--- START INPUT ---

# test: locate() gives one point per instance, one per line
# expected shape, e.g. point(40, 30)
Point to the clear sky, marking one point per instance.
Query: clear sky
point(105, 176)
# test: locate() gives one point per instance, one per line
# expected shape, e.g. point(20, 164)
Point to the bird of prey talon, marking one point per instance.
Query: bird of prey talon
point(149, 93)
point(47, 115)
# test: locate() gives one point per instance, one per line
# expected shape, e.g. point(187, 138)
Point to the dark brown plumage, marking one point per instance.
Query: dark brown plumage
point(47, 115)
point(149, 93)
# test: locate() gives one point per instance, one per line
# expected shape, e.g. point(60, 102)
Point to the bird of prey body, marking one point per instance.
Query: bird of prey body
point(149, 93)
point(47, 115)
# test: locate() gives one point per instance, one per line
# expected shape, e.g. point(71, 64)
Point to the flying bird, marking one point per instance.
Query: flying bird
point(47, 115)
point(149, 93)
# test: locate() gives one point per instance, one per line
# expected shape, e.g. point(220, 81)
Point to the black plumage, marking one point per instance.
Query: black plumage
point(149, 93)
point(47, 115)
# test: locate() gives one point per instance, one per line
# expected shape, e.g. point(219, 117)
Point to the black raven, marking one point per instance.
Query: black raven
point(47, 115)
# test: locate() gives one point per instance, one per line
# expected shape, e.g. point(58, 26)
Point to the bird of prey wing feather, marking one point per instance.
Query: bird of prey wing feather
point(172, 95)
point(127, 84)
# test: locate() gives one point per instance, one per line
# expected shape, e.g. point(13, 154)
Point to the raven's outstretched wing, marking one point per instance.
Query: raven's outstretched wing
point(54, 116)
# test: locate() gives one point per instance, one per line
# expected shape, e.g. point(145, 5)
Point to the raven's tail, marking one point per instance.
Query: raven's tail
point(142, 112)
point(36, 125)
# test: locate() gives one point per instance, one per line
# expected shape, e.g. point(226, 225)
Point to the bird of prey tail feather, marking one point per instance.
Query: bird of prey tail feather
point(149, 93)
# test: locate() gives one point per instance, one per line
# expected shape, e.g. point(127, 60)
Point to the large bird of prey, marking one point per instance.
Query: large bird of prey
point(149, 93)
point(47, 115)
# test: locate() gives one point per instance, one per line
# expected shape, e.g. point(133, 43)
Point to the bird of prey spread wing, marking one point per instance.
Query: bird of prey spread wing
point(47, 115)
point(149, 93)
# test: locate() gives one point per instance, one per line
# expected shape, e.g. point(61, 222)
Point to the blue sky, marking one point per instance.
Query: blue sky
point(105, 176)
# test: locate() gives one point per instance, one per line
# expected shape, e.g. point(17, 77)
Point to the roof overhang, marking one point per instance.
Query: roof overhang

--- END INPUT ---

-- PROBLEM TO WORK ON --
Can you restate every record above word for word?

-- SOLUTION TO THIS TASK --
# test: locate() gives one point per instance, one per line
# expected shape, e.g. point(40, 30)
Point to the clear sky, marking one point per instance.
Query: clear sky
point(105, 176)
# test: locate() gives one point per instance, one per line
# expected shape, e.g. point(20, 164)
Point to the bird of prey talon, marking one point per instance.
Query: bird of prey talon
point(149, 93)
point(47, 115)
# test: locate() gives one point per instance, one per line
# expected shape, e.g. point(187, 138)
Point to the dark brown plumage, marking one point per instance.
Query: dark brown plumage
point(47, 115)
point(149, 93)
# test: locate() gives one point per instance, one per line
# expected shape, e.g. point(60, 102)
Point to the bird of prey body, marking one point per instance.
Query: bird of prey body
point(149, 93)
point(47, 115)
# test: locate() gives one point per instance, one per line
# expected shape, e.g. point(71, 64)
Point to the flying bird, marking one point per instance.
Query: flying bird
point(47, 115)
point(149, 93)
# test: locate() gives one point per instance, one per line
# expected shape, e.g. point(220, 81)
Point to the black plumage, marking one point per instance.
Query: black plumage
point(149, 93)
point(47, 115)
# test: locate() gives one point per instance, one per line
# expected shape, e.g. point(219, 117)
Point to the black raven, marking one point per instance.
Query: black raven
point(47, 115)
# test: locate() gives one point per instance, one per line
# expected shape, e.g. point(58, 26)
Point to the bird of prey wing feather, marking one point per instance.
Query: bird of prey wing feather
point(172, 95)
point(127, 84)
# test: locate() gives one point per instance, one per line
# expected shape, e.g. point(13, 154)
Point to the raven's outstretched wing, marking one point per instance.
Query: raven's outstretched wing
point(54, 116)
# test: locate() gives one point per instance, one per line
# expected shape, e.g. point(145, 5)
Point to the raven's tail, marking one point per instance.
Query: raven's tail
point(142, 112)
point(36, 125)
# test: locate() gives one point per instance, one per line
# expected shape, e.g. point(226, 225)
Point to the bird of prey tail feather, marking one point per instance.
Query: bird of prey tail feather
point(149, 93)
# test: locate() gives one point per instance, one per line
# expected shape, e.g. point(127, 60)
Point to the large bird of prey, marking one point per instance.
Query: large bird of prey
point(149, 93)
point(47, 115)
# test: locate() gives one point per instance, one per line
# expected shape, e.g. point(133, 43)
Point to the bird of prey spread wing, marking one point per instance.
Query: bird of prey spread wing
point(47, 115)
point(149, 93)
# test: locate() gives one point per instance, one per line
# expected shape, e.g. point(61, 222)
Point to the blue sky, marking one point per instance.
Query: blue sky
point(105, 176)
# test: locate() gives one point per instance, one per line
# expected shape, e.g. point(17, 77)
Point to the roof overhang, marking one point per instance.
Query: roof overhang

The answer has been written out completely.